PROBLEM – Give an exact copy of every entry.

DATA SUPPLIED –
▼

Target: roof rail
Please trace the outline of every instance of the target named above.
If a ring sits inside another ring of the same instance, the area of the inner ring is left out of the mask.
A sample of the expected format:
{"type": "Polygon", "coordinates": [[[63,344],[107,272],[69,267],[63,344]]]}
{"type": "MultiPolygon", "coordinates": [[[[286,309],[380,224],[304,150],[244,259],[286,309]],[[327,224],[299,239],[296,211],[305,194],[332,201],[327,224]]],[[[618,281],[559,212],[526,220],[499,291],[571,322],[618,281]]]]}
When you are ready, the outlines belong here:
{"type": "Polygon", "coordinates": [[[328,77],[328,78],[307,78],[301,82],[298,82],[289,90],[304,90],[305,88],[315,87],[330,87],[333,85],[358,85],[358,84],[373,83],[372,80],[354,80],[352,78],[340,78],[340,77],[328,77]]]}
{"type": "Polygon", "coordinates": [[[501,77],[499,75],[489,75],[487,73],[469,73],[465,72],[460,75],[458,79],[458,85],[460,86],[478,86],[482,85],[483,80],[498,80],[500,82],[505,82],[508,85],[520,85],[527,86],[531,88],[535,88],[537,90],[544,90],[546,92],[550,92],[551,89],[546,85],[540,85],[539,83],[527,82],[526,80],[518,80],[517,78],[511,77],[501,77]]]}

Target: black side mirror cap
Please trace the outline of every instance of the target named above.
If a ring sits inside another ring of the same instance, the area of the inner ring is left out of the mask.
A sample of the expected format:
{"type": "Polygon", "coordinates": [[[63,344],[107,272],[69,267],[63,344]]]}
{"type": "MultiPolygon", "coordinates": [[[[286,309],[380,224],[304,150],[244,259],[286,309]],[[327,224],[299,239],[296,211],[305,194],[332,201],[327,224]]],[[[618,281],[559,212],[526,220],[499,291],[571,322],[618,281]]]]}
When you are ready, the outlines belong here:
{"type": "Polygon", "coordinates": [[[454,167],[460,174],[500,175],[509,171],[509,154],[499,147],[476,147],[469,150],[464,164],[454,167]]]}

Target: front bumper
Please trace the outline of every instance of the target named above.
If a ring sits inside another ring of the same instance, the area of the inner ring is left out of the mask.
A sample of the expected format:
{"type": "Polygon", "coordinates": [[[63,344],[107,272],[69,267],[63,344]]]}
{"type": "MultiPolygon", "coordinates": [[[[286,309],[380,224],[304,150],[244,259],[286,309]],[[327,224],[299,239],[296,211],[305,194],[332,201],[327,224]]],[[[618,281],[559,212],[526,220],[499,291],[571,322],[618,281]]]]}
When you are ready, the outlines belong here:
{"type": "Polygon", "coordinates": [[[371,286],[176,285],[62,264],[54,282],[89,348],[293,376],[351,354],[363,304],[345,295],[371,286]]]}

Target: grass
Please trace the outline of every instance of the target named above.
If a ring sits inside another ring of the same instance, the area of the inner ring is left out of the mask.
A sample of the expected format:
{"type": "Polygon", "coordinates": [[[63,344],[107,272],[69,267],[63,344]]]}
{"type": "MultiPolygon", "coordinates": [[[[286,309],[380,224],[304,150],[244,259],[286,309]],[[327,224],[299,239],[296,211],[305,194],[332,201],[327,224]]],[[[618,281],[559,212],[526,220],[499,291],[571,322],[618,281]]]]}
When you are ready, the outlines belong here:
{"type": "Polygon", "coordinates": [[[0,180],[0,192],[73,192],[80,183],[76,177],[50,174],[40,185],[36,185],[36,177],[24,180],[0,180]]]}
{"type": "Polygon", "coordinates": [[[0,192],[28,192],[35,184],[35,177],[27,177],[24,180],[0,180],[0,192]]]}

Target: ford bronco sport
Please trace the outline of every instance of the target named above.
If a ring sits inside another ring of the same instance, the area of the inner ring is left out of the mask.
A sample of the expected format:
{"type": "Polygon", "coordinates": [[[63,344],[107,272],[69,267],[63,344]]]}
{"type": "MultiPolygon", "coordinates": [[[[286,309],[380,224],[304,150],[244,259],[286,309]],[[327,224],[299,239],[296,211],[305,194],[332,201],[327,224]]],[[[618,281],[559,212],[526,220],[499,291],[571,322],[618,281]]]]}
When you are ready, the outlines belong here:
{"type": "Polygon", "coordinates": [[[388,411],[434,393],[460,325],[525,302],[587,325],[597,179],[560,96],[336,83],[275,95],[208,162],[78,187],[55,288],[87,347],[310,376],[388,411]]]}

▲

ANSWER –
Target: roof rail
Please trace the outline of every instance of the target named above.
If a ring sits inside another ring of the same instance, the area of the inner ring is left out of the mask.
A sample of the expected format:
{"type": "Polygon", "coordinates": [[[63,344],[107,272],[69,267],[63,344]]]}
{"type": "MultiPolygon", "coordinates": [[[[286,309],[380,224],[304,150],[244,259],[286,309]],[[327,224],[299,239],[296,211],[305,194],[332,201],[327,224]]],[[[618,281],[559,212],[526,220],[499,291],[571,322],[618,281]]]]}
When you are ready, the outlines belong here:
{"type": "Polygon", "coordinates": [[[328,77],[328,78],[307,78],[301,82],[298,82],[289,90],[304,90],[305,88],[315,87],[330,87],[333,85],[358,85],[358,84],[373,83],[372,80],[354,80],[352,78],[340,78],[340,77],[328,77]]]}
{"type": "Polygon", "coordinates": [[[501,77],[499,75],[489,75],[487,73],[469,73],[465,72],[460,75],[458,79],[458,85],[460,86],[478,86],[482,85],[483,80],[498,80],[500,82],[505,82],[508,85],[520,85],[527,86],[531,88],[535,88],[537,90],[544,90],[546,92],[550,92],[551,89],[546,85],[540,85],[539,83],[527,82],[526,80],[518,80],[517,78],[511,77],[501,77]]]}

Target: black side mirror cap
Please trace the outline of every instance of the target named above.
If a ring sits inside another ring of the same instance, the area of the inner ring is left out of the mask.
A sample of the expected format:
{"type": "Polygon", "coordinates": [[[63,344],[107,272],[69,267],[63,344]]]}
{"type": "MultiPolygon", "coordinates": [[[[286,309],[380,224],[304,150],[244,259],[286,309]],[[327,224],[299,239],[296,211],[305,194],[332,201],[327,224]]],[[[618,281],[559,212],[526,220],[499,291],[571,322],[618,281]]]]}
When you are ready, the outlines belong here:
{"type": "Polygon", "coordinates": [[[454,167],[460,174],[500,175],[509,171],[509,154],[499,147],[476,147],[469,150],[464,164],[454,167]]]}

Target: front bumper
Please trace the outline of every instance of the target named above.
If a ring sits inside another ring of the same instance, the area of the inner ring is left out of the mask.
A sample of the expected format:
{"type": "Polygon", "coordinates": [[[63,344],[107,272],[69,267],[63,344]]]}
{"type": "MultiPolygon", "coordinates": [[[[286,309],[380,224],[304,150],[244,259],[286,309]],[[327,224],[299,239],[296,211],[305,194],[332,201],[327,224]]],[[[618,281],[559,212],[526,220],[499,291],[571,322],[618,281]]]]}
When you are ready, the outlines belong here:
{"type": "Polygon", "coordinates": [[[371,286],[176,285],[62,264],[54,282],[89,348],[293,376],[351,354],[363,304],[345,295],[371,286]]]}

Target: grass
Please trace the outline of every instance of the target named above.
If a ring sits inside another ring of the same instance, the area of the inner ring is left out of the mask.
A sample of the expected format:
{"type": "Polygon", "coordinates": [[[63,344],[107,272],[69,267],[63,344]]]}
{"type": "MultiPolygon", "coordinates": [[[[286,309],[380,224],[304,150],[244,259],[286,309]],[[327,224],[299,239],[296,211],[305,194],[332,201],[327,224]]],[[[618,281],[559,212],[526,220],[499,291],[571,322],[618,281]]]]}
When you are ready, the outlines belong here:
{"type": "Polygon", "coordinates": [[[0,180],[0,192],[73,192],[80,183],[76,177],[50,174],[40,185],[36,185],[36,177],[24,180],[0,180]]]}
{"type": "Polygon", "coordinates": [[[0,192],[28,192],[35,184],[35,177],[27,177],[24,180],[0,180],[0,192]]]}

Target: ford bronco sport
Please trace the outline of every instance of the target named above.
If a ring sits inside another ring of the same instance, the area of the inner ring is left out of the mask.
A sample of the expected format:
{"type": "Polygon", "coordinates": [[[63,344],[107,272],[69,267],[63,344]]]}
{"type": "MultiPolygon", "coordinates": [[[[286,309],[380,224],[304,150],[244,259],[286,309]],[[327,224],[299,239],[296,211],[305,194],[332,201],[327,224]]],[[[618,281],[559,212],[526,220],[499,291],[571,322],[618,281]]]]}
When you are ready, the outlines belong here:
{"type": "Polygon", "coordinates": [[[388,411],[434,393],[460,325],[525,302],[587,325],[597,179],[560,96],[336,83],[275,95],[208,162],[78,187],[55,288],[87,347],[310,376],[388,411]]]}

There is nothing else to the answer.